= Japanese exonyms =

Japanese exonyms are the names of places in the Japanese language that differ from the name given in the place's dominant language.

While Japanese names of places that are not derived from the Chinese language generally tend to represent the endonym or the English exonym as phonetically accurately as possible, the Japanese terms for some place names are obscured, either because the name was borrowed from another language or because of some other obscure etymology, such as referring to England (more specifically the United Kingdom) as イギリス (Igirisu), which is based on the Portuguese term for "English", Inglês. Exonyms for cities outside of the East Asian cultural sphere tend to be more phonetically accurate to their endonyms than the English exonyms if the endonym is significantly different from the English exonym.

## Data section
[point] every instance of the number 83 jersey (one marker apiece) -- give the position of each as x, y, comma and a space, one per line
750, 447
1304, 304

## Task prompt
Name every language that the text on Japanese exonyms above mentions by name.

## Task result
Japanese, Chinese, English, Portuguese